[Supplied passage]
======

How to Reduce SaaS Churn Rate Through Effective Reporting

By Jillian D'Arcy on August 04, 2015

churn saas reporting

Losing customers is expensive. A study by Bain found that it costs six times more effort to get a new customer than to keep one you already have, yet a 5% increase in customer retention can generate a 75% increase in profitability.

Unfortunately, customer retention is still problematic for the SaaS industry - by some accounts 30% of SaaS providers have an unacceptable churn rate.

Why do customers leave?

  • Poor customer service - Over-committing to product innovation at the expense of customer service

  • Lack of usage - if your service is being used infrequently or not at all by your customers, they will cancel their subscription. Totango surveyed over 1 million SaaS customers and found a near-perfect correlation between non-usage and cancellations

  • Missing functionality - customers will leave for a competing service if your service isn’t providing features that can scale with growing business needs

  • Poor product performance - if your customers face too many issues from bugs in your product, they will no longer see a return on their investment and will look for a better performing SaaS

Reporting to your customers can help

The good news is that many of these issues can be solved by more effective communication. Specifically, communication of product value, features, and performance. Reporting can play a key part in this communication, and can therefore drive increased customer retention.

======

[Material]
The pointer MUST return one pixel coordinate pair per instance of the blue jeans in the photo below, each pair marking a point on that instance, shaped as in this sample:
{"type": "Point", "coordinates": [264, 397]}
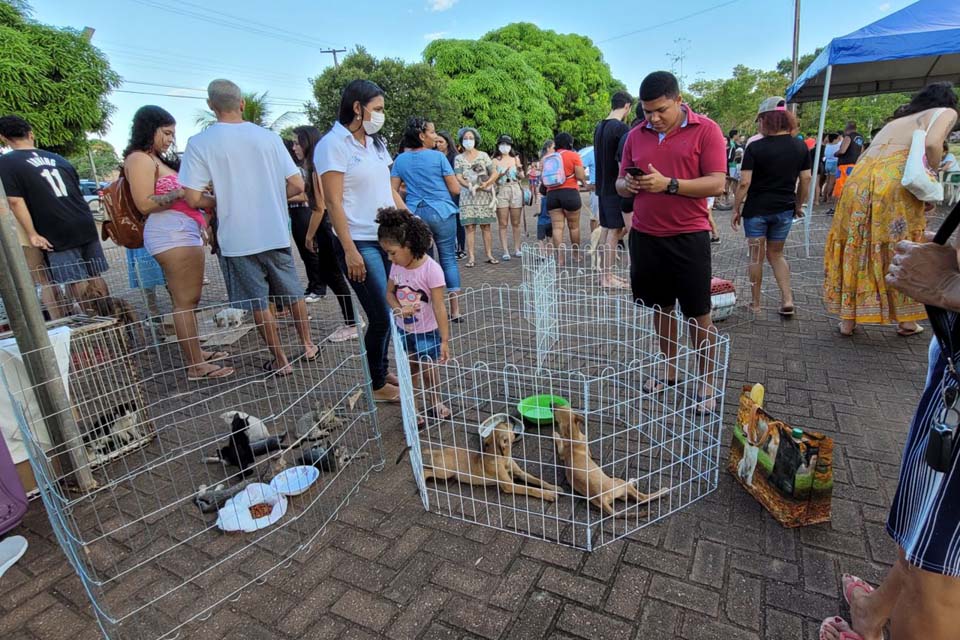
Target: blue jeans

======

Continue the article on reducing SaaS churn through reporting, picking up after its final sentence.

[Result for this exercise]
What do we mean by reporting?

Reports leverage your customer’s data to justify the expense of your product and to allow them to make analytical decisions.

Let’s look at a couple of examples of good reporting from several SaaS companies.

Pipedrive offers a report that visually shows the key metrics in its customer’s sales pipeline. The report demonstrates Pipedrive’s value in effectively organizing and assisting with the sales process whilst also giving high-level metrics on organization performance.

image pipedrive screenshot

Intercom sends its business customers a daily email report on their new customers and any that are slipping away. Sending the report by email means that individuals who are not using the software day-to-day still have a good sense of how it is performing.

image intercom.io screenshot

How does reporting improve customer retention?

Simply, reports communicate to your customers that your service is adding value to their business. Secondary benefits include:

Enhanced Analytical abilities - Forrester Research notes that the power of data lies not in what firms share internally but rather, *“what happens when they make business data available to partners, suppliers, or third parties. Reporting provides customers with the data they need to make insightful decisions and reach their business goals.

Better feedback loops - Through reporting it is easy to spot when things are going either well or poorly. This means that feedback loops can be shorter, and product improvements easily highlighted.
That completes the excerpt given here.